Source data:
-----
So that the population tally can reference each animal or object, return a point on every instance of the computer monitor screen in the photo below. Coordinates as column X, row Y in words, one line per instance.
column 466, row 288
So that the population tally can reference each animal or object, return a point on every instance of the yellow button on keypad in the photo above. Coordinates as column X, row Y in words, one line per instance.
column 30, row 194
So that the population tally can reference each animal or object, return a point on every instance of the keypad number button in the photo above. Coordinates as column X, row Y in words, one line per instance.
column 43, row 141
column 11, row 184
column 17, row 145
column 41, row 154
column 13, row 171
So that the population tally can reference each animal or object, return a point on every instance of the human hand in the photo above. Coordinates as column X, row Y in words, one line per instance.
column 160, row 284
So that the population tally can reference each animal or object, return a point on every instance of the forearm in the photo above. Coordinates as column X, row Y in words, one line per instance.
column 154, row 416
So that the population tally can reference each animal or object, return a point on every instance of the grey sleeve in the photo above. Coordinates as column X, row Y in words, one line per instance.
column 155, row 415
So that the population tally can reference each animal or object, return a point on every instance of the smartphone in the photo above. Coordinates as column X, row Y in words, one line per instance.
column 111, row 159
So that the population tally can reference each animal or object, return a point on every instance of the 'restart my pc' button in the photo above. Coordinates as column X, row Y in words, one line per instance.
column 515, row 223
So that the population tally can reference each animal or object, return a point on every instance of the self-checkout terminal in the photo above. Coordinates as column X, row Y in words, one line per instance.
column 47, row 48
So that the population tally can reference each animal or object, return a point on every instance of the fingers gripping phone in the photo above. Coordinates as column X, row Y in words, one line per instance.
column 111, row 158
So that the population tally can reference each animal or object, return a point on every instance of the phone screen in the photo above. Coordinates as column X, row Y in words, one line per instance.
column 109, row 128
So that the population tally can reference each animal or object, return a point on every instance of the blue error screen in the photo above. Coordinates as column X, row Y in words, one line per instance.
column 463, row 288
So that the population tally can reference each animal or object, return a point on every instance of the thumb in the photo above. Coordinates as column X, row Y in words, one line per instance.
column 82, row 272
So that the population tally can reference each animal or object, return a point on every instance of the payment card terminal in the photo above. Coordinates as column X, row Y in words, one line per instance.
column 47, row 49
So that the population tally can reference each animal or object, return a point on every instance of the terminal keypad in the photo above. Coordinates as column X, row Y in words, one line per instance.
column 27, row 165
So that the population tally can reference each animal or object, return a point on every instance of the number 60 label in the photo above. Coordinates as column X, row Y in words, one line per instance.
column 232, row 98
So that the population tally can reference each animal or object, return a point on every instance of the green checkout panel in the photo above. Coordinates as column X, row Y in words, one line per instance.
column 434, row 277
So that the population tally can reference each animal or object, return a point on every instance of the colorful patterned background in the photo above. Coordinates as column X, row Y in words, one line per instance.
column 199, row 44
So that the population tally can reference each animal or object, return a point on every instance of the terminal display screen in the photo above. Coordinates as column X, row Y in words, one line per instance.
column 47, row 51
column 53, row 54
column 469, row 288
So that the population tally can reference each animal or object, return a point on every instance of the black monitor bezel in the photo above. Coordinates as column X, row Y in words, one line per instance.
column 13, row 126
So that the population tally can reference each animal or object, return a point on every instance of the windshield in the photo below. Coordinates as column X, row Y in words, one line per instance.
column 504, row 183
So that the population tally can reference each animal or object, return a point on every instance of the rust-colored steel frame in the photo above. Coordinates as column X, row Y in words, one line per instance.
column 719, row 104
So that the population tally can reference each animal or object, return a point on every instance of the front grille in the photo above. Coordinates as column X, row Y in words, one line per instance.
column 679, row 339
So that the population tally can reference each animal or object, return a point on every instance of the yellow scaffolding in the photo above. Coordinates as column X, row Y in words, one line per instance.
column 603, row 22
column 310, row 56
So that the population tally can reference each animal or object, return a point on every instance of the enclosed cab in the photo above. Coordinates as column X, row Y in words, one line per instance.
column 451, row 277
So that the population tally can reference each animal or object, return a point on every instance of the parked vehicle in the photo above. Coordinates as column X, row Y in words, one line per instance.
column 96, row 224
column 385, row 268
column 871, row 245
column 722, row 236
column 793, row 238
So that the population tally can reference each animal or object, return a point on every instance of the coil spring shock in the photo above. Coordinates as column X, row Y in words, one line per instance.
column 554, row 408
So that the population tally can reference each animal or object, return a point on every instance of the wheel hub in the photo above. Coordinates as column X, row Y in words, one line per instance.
-----
Task requirements: Your task is to retype the records above exactly.

Exercise response:
So that the population tally can reference each animal or object, return a point on every instance of the computer monitor screen in the photo below. Coordinates as column X, row Y in words, one line per instance.
column 466, row 288
So that the population tally can reference each animal or object, return a point on every instance of the yellow button on keypad in the photo above. Coordinates as column X, row Y in words, one line per instance.
column 30, row 194
So that the population tally can reference each animal or object, return a point on every instance of the keypad number button in the photo above. Coordinates as column X, row Y in words, one line per instance.
column 43, row 141
column 11, row 184
column 17, row 145
column 41, row 154
column 13, row 171
So that the population tally can reference each animal or object, return a point on every instance of the human hand in the photo above. Coordinates as column X, row Y in words, one line per instance.
column 160, row 284
So that the population tally can reference each animal or object, return a point on every instance of the forearm in the photo above. Coordinates as column X, row Y in words, one line per instance.
column 154, row 416
So that the population tally can reference each animal or object, return a point on every instance of the grey sleeve in the photo above. Coordinates as column X, row Y in words, one line per instance.
column 155, row 415
So that the population tally can reference each animal or object, return a point on every instance of the smartphone in the photo above. Coordinates as column X, row Y in words, one line per instance.
column 111, row 159
So that the population tally can reference each animal or object, return a point on every instance of the 'restart my pc' button in the photo above. Coordinates as column X, row Y in words, one line per instance.
column 515, row 223
So that the population tally can reference each animal or object, return a point on every instance of the self-checkout terminal in the photo above. Coordinates as column X, row Y in words, one line per instance.
column 47, row 48
So that the population tally can reference each animal or object, return a point on every instance of the fingers gripping phone in the photo above. Coordinates as column X, row Y in words, one line per instance.
column 111, row 158
So that the population tally can reference each animal or object, return a point on every instance of the phone screen in the photo above. Coordinates as column X, row Y in words, one line per instance.
column 109, row 128
So that the population tally can reference each animal or object, return a point on every instance of the blue error screen in the photo above. Coordinates as column X, row Y in words, one line per instance.
column 463, row 288
So that the population tally can reference each animal or object, return a point on every instance of the thumb in the photo above. Coordinates as column X, row Y in words, one line per instance.
column 82, row 272
So that the population tally can reference each animal or object, return a point on every instance of the payment card terminal in the photo above. Coordinates as column X, row Y in words, one line per instance.
column 47, row 49
So that the population tally can reference each animal or object, return a point on every instance of the terminal keypad in the photo above. Coordinates as column X, row Y in words, one line per instance.
column 27, row 165
So that the population tally can reference each animal or object, return a point on every instance of the number 60 label in the photo above. Coordinates as column X, row Y in words, one line per instance.
column 232, row 98
So that the population tally can reference each animal or object, return a point on every instance of the green checkout panel in the photo above. Coordinates as column X, row Y in words, one line per instance.
column 434, row 277
So that the population tally can reference each animal or object, return a point on every instance of the colorful patterned background in the photo above. Coordinates as column X, row Y in words, one line per instance.
column 199, row 44
So that the population tally can reference each animal or object, return a point on every instance of the terminal display screen in the photo above. Coordinates as column X, row Y in words, one line per instance.
column 47, row 51
column 53, row 54
column 469, row 288
So that the population tally can reference each animal or object, return a point on every instance of the black monitor bezel in the photo above. Coordinates as column X, row Y in words, one line per instance.
column 13, row 126
So that the population tally can reference each animal or object, return a point on every instance of the windshield in the photo below. Coordinates as column X, row Y in words, one line per instance.
column 504, row 183
So that the population tally can reference each animal or object, return a point on every instance of the rust-colored steel frame in the photo above. Coordinates as column X, row Y in words, one line per instance.
column 719, row 104
So that the population tally can reference each animal or object, return a point on every instance of the front grille in the photo above. Coordinates as column X, row Y in words, one line per instance.
column 679, row 339
So that the population tally can reference each animal or object, return a point on every instance of the yellow scaffolding in the photo above. Coordinates as column X, row Y in words, one line per instance.
column 603, row 22
column 310, row 56
So that the population tally can reference each animal or object, return a point on every instance of the enclosed cab in the photo above. Coordinates as column X, row Y in words, one line per instance.
column 451, row 277
So that the population tally can reference each animal or object, return a point on every instance of the parked vehicle in the photo above. Coordinates as column X, row Y in words, one line per instance.
column 96, row 224
column 385, row 268
column 871, row 245
column 722, row 236
column 793, row 238
So that the population tally can reference each animal or object, return a point on every instance of the coil spring shock in the photo above. Coordinates as column X, row Y in words, one line per instance.
column 554, row 408
So that the population tally can reference each animal or object, return a point on every instance of the wheel hub in the photo above. Coordinates as column X, row Y in words, one line per instance.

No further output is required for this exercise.